* [Text shown]:
By Gary Ghayrat and McKenzi Thi Murphy
The Long Island Regional Seed Consortium (LIRSC) held its fifth annual seed swap on Sunday, Mar. 10 at the Suffolk County Community College in Riverhead where growers discussed the importance of native plants to Long Island.
Over a dozen local organizations and small agricultural businesses attended the swap and passed out information on the growing efforts to protect biodiversity and natural plant genetics. Five years prior, it had been the only seed swap in the area, but is now one of many throughout the month, Paul Anderson, a professor at Suffolk County Community College and member of The Long Island Native Plant Initiative, said.
“Long Island’s plants – and we should take some pride in this – are Long Island’s plants,” Anderson said. “Native plants provide ecosystem services here…our food stuffs are dependent on wild pollinators, and in planting native plants we support wild pollinators, and we support us.”
The U.S. placed bumble bees on the list of endangered species list for the first time in 2018. The Animal Welfare Institute currently lists eight bee species as endangered but bees as a whole species have not yet reached that point.

* [Dataset records]:
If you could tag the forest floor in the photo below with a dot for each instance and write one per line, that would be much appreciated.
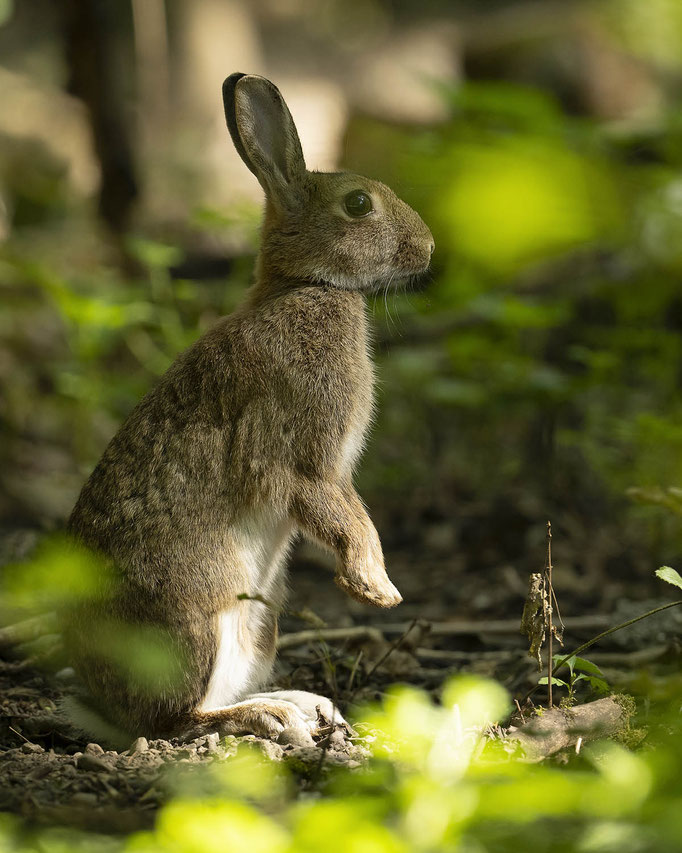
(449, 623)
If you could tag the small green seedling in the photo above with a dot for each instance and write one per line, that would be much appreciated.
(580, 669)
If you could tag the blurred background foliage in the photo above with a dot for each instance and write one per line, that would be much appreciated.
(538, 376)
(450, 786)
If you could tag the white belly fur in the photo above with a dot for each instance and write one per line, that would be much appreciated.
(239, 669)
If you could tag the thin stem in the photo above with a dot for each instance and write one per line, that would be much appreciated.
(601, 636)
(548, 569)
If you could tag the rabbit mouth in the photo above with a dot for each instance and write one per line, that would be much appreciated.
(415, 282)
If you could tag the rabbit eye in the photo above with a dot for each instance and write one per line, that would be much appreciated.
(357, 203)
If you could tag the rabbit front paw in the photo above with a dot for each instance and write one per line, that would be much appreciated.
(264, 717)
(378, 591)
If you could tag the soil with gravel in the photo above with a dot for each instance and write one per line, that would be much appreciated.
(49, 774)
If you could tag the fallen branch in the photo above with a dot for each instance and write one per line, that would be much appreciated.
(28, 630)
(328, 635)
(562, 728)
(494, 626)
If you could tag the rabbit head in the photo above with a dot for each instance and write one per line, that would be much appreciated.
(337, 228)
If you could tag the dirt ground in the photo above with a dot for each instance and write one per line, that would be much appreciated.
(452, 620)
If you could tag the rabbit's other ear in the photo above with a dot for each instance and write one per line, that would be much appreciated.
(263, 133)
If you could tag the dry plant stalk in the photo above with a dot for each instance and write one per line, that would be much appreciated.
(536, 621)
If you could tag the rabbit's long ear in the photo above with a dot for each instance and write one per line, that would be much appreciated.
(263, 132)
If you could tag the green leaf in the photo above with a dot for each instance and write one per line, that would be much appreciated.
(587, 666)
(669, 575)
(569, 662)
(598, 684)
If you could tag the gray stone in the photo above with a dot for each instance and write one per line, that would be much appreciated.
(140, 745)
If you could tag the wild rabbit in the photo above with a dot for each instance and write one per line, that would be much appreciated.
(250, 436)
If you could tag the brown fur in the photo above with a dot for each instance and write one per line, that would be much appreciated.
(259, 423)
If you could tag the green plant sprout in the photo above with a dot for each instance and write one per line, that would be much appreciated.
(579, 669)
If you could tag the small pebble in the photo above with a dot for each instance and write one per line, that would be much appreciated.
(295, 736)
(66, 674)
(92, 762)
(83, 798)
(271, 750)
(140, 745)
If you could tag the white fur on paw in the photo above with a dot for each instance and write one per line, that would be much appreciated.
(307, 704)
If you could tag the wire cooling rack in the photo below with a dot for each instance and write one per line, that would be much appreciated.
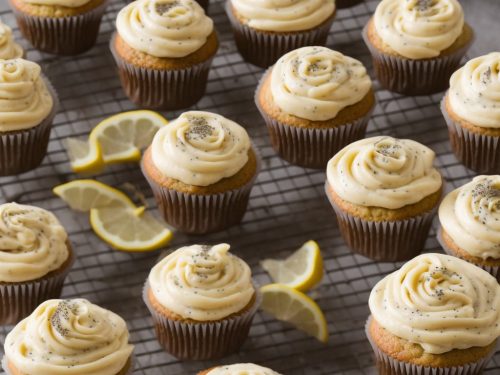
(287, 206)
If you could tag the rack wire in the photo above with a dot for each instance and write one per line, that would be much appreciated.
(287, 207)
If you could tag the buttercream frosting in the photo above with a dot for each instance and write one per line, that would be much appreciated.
--
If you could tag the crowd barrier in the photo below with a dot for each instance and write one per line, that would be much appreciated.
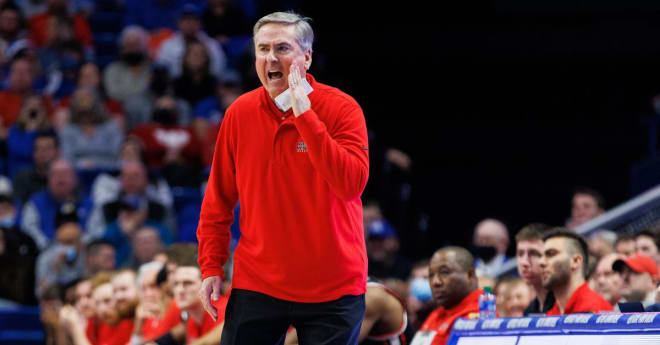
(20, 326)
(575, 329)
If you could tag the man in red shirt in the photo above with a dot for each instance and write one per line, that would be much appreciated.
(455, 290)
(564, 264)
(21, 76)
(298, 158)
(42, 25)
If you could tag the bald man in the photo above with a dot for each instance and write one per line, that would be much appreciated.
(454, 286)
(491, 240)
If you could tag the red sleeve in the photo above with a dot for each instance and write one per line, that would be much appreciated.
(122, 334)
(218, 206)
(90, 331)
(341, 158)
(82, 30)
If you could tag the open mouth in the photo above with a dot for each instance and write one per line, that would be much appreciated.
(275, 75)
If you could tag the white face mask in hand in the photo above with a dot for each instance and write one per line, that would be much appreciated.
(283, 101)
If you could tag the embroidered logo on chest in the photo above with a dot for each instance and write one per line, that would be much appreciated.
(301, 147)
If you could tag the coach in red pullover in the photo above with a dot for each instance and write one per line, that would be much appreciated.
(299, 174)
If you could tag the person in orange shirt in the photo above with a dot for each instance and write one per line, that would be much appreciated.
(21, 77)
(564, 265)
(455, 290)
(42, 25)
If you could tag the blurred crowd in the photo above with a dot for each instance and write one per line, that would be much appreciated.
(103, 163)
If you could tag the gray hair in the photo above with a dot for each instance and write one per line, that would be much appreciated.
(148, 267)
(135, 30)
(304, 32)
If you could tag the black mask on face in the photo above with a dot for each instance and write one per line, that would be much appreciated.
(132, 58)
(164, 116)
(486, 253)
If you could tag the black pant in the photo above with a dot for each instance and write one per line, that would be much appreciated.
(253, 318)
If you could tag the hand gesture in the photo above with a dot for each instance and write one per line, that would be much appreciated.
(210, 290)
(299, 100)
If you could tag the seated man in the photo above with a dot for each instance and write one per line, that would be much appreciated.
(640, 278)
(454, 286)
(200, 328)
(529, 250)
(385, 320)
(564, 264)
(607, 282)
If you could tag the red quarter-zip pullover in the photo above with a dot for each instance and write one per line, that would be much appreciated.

* [Exercise objective]: Continue the article about the Long Island seed swap from its final sentence onward. The data has no connection to the article about the Long Island seed swap.

* [Your response]:
“Everybody is always worried about honey bees, but honey bees are not the only pollinators that are important to the environment,” Grace Mehl, master beekeeper and the club education director, said. “There are also native pollinators that are very significant in keeping the environment strong and pollinating a lot of plants.”
The Long Island Beekeepers Club teaches community members about beekeeping and the importance of 416 species of New York State native bees, Mehl said.
Following the organic movement, seed swaps are considered the next frontier to enriching the environment, Scott Chaskey, director of Quail Hill Farm and self-proclaimed farmer poet, said.
Quail Hill was one of the first Community Supported Agriculture (CSA) farms in the U.S. and is now one of over 6,000 based on a conservative estimate by Chaskey. A CSA provides consumers with farm-grown produce through a predetermined subscription.
“When you’re given a precious seed that someone has nurtured, and raised, and produced more seeds, it’s an awesome responsibility because you may be one of a few people keeping that particular variety alive,” Ken Ettlinger, the organizer of the event and member of the LIRSC, said. “In order to keep (species) alive, you have to plant them.”
Currently, seeds native to Long Island are commercially available, but the genetic basis is not local, according to LINPI’s informational pamphlet. The push to conserve native biodiversity has gained momentum, and in addition to a swap’s cultural significance, it also enhances crop diversity and genetic strength.
“I think I’m doing my part in…sustaining the environment by growing our own and growing seeds and plants from Long Island,” life-long gardener Toni Arno, said. Arno has been attending the last three years of seed swapping and tries to grow something new every year that is native to Long Island. “It’s good nutritious food that I’m growing myself, and I feel good about it.”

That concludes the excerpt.